Entries from a dataset
___

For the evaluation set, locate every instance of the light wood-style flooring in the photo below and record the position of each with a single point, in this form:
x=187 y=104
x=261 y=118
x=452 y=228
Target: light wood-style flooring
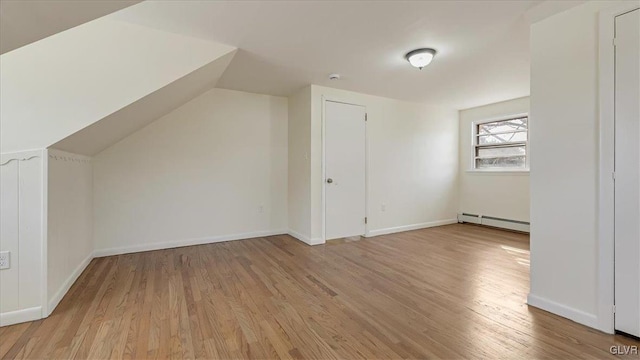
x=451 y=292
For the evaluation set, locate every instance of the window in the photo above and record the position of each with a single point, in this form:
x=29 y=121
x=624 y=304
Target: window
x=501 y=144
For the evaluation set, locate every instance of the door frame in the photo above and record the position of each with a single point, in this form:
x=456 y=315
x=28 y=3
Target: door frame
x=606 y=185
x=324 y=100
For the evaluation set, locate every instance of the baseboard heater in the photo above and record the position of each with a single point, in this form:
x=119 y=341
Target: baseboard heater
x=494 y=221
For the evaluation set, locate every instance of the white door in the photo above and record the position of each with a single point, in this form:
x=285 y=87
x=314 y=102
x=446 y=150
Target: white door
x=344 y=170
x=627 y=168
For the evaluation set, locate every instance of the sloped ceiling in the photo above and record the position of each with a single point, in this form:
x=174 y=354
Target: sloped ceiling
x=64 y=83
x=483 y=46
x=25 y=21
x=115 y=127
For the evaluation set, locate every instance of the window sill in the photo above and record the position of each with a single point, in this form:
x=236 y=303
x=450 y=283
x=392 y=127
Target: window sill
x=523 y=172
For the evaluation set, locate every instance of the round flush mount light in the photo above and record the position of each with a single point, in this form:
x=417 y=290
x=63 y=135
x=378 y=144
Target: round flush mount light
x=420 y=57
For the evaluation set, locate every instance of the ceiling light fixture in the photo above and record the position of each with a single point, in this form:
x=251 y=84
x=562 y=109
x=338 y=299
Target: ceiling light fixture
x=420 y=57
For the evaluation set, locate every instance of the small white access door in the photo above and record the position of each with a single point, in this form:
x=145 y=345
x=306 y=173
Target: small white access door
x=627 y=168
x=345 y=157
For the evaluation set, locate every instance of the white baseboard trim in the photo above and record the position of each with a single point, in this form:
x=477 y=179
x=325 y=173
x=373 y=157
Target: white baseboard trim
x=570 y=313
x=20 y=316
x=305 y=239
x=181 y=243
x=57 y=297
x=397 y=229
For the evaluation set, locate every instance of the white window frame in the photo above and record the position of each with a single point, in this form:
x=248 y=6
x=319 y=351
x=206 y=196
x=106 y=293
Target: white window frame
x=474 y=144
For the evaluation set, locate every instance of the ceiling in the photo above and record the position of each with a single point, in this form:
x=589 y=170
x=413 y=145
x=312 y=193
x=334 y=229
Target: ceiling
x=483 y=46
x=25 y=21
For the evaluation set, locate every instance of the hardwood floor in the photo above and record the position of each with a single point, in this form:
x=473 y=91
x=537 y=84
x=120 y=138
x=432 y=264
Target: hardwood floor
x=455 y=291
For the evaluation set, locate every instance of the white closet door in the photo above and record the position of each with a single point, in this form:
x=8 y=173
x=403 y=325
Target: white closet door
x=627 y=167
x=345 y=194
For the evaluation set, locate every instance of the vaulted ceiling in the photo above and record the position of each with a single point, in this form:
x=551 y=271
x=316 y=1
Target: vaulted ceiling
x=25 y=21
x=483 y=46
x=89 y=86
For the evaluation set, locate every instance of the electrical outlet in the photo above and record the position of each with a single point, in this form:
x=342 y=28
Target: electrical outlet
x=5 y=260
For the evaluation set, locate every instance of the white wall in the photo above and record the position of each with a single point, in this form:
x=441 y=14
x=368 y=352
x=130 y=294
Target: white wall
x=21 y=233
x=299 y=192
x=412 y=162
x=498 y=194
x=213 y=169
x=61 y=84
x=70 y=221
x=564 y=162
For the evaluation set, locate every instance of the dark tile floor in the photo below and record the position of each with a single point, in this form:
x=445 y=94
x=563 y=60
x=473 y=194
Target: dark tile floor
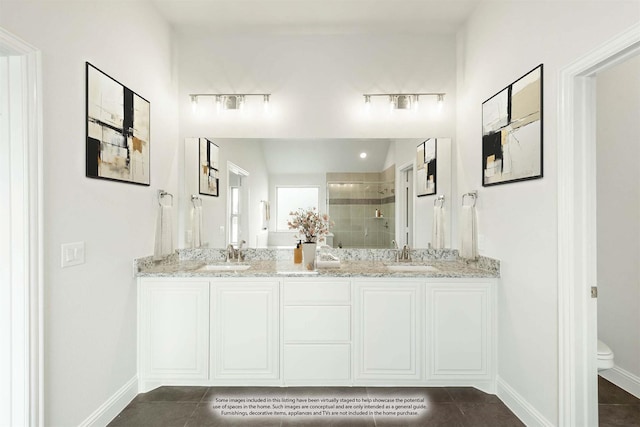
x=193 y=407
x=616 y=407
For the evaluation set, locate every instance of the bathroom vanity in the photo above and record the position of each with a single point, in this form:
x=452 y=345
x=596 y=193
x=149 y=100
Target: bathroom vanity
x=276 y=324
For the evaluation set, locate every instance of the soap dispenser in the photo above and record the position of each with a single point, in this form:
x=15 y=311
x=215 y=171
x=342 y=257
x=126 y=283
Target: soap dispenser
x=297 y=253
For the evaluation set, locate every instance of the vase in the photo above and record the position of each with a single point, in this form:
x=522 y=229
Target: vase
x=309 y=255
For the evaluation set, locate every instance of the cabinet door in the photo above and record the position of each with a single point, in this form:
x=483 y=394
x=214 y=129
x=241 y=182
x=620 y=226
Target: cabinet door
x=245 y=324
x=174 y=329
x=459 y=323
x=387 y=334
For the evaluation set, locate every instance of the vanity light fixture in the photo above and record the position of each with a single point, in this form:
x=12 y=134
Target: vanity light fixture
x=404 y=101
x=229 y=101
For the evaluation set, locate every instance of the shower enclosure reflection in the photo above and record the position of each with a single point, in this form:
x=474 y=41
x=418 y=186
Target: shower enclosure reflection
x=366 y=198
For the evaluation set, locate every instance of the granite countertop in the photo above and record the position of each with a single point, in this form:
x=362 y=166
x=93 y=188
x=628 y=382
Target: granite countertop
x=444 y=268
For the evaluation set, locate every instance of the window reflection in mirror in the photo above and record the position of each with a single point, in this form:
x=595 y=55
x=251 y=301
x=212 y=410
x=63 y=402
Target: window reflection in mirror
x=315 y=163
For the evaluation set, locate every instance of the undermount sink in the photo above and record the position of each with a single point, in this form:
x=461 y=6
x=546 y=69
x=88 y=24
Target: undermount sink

___

Set the entries down again exactly. Do not include the images.

- Exercise result -
For the evaluation set, locate every instance of the light wood-style flooring in the photo below and record the position of each with a single point, in this form:
x=187 y=104
x=261 y=118
x=452 y=228
Target: light wood-style flooring
x=451 y=292
For the evaluation set, locate every instance of the window in the photo above and record the position of each with a single point, in this form:
x=29 y=121
x=624 y=304
Target: window
x=501 y=144
For the evaluation set, locate every instance of the door frame in the photo above and record the position of each with a single point, in this form:
x=456 y=315
x=28 y=3
Target: door frame
x=606 y=185
x=324 y=100
For the evaluation set, locate every instance of the baseboard heater in the photo above and record the position of each with a single point, in this form:
x=119 y=341
Target: baseboard heater
x=494 y=221
For the evaluation set, locate every instance of the white door in the photo above and record the position of each with a single point, in this form:
x=285 y=87
x=314 y=102
x=446 y=150
Target: white door
x=344 y=170
x=627 y=168
For the evaluation set, locate every instance of the sloped ceiling in the photo above and record the position of each with a single point, in this form:
x=174 y=354
Target: sloped ceiling
x=64 y=83
x=483 y=46
x=25 y=21
x=115 y=127
For the evaluation set, locate every instance of the window sill in the photo above and record the position of each with a single point, in this form:
x=236 y=303
x=450 y=283
x=392 y=127
Target: window sill
x=523 y=172
For the evaluation set, locate every instance of the round flush mount light in the photo above and record the position of each with a single point, in this form:
x=417 y=290
x=63 y=135
x=378 y=144
Target: round flush mount light
x=420 y=57
For the evaluation set, locate every instance of the ceiling light fixture in the photo above and record the position of each with a single point, in this form:
x=251 y=84
x=562 y=109
x=338 y=299
Target: ceiling light fixture
x=420 y=57
For the evaluation set, locate every instance of the small white access door in the photo above and record the position of each with a single point, in this form:
x=145 y=345
x=306 y=173
Target: small white access door
x=627 y=168
x=345 y=157
For the evaluation set, locate every instance of the white baseboard trim in the photo above and record the position of each with a single point, in this form:
x=477 y=179
x=325 y=173
x=373 y=157
Target: white baseboard trim
x=570 y=313
x=20 y=316
x=305 y=239
x=181 y=243
x=57 y=297
x=397 y=229
For the evaluation set, locate every instance of the white window frame in the photo above and record the position of each with a single point, in this form:
x=248 y=6
x=319 y=351
x=206 y=196
x=106 y=293
Target: white window frame
x=474 y=144
For the evaluation set, locate every instance of the ceiling in the photo above and record the position of each with a single point, in this form:
x=589 y=170
x=413 y=145
x=312 y=193
x=334 y=229
Target: ceiling
x=483 y=46
x=25 y=21
For the evaluation set, locate every instance of the hardwood floor in the photo above and record the position of each with a single point, in this form:
x=473 y=91
x=537 y=84
x=120 y=138
x=432 y=264
Target: hardwood floor
x=455 y=291
For the evaluation set, locate every instance of the white closet door in the photo above and record the position of each with a single point, in this form:
x=8 y=173
x=403 y=325
Target: white closet door
x=627 y=167
x=345 y=194
For the evaluation set, locate every instance of the vaulted ceiling in the photo above and record the position of each with a single point, in this form:
x=551 y=271
x=316 y=1
Target: vaulted ceiling
x=25 y=21
x=483 y=46
x=89 y=86
For the evaluation set, locate every instance of the electrical outlet in the photo above and record the position of each with a single point, in this form:
x=342 y=28
Target: electrical outlet
x=5 y=260
For the evaluation set, locate every instance of the white wall in the photo above and record the position of each with a single point, in this form:
x=441 y=14
x=368 y=352
x=130 y=294
Target: white wall
x=21 y=233
x=299 y=192
x=412 y=162
x=498 y=194
x=213 y=169
x=61 y=84
x=70 y=221
x=564 y=162
For the evaluation set, locate every instance of the dark tile floor in the photo below and record the position of each with a single point, in this form:
x=445 y=94
x=563 y=60
x=473 y=194
Target: dark tile floor
x=193 y=407
x=616 y=407
For the evaluation set, locate every instance of the bathroom vanity in the photo above and record the position of each with a single point, in this form:
x=452 y=345
x=596 y=193
x=149 y=100
Target: bathroom vanity
x=276 y=324
For the evaluation set, locate every instance of the soap dispenser in the photo above and record the position of each with a single point, in this form:
x=15 y=311
x=215 y=171
x=342 y=257
x=126 y=283
Target: soap dispenser
x=297 y=253
For the evaluation set, locate every instance of the vase in the photo above and record the position of each with a single point, in this form:
x=522 y=229
Target: vase
x=309 y=255
For the evaluation set, locate every instance of the cabinet door in the photo above and record the position of each with a single point, in this form:
x=483 y=394
x=214 y=129
x=241 y=182
x=620 y=226
Target: cabinet door
x=245 y=324
x=174 y=329
x=459 y=323
x=387 y=334
For the evaluation set, locate every instance of the vanity light fixture in the photo above and record the position of each with a single point, in this form:
x=12 y=134
Target: vanity light fixture
x=404 y=101
x=229 y=101
For the evaluation set, locate every instance of the shower enclosure reflection in the photo above and record the position of each with a single point, in this form:
x=474 y=41
x=418 y=186
Target: shower enclosure reflection
x=366 y=198
For the evaluation set, locate every instance of the granite countertop in the photo above and record the position of each with a single point, in this form:
x=362 y=166
x=93 y=188
x=628 y=382
Target: granite countertop
x=444 y=268
For the evaluation set, locate every instance of the window reflection in mirror in the photo above and record the position of each with a single point, in this form:
x=595 y=55
x=251 y=301
x=212 y=410
x=63 y=402
Target: window reflection in mirror
x=315 y=163
For the evaluation set, locate every instance of the undermount sink in the photo above and record the position of each with a single point, in this form:
x=461 y=6
x=546 y=69
x=88 y=24
Target: undermount sink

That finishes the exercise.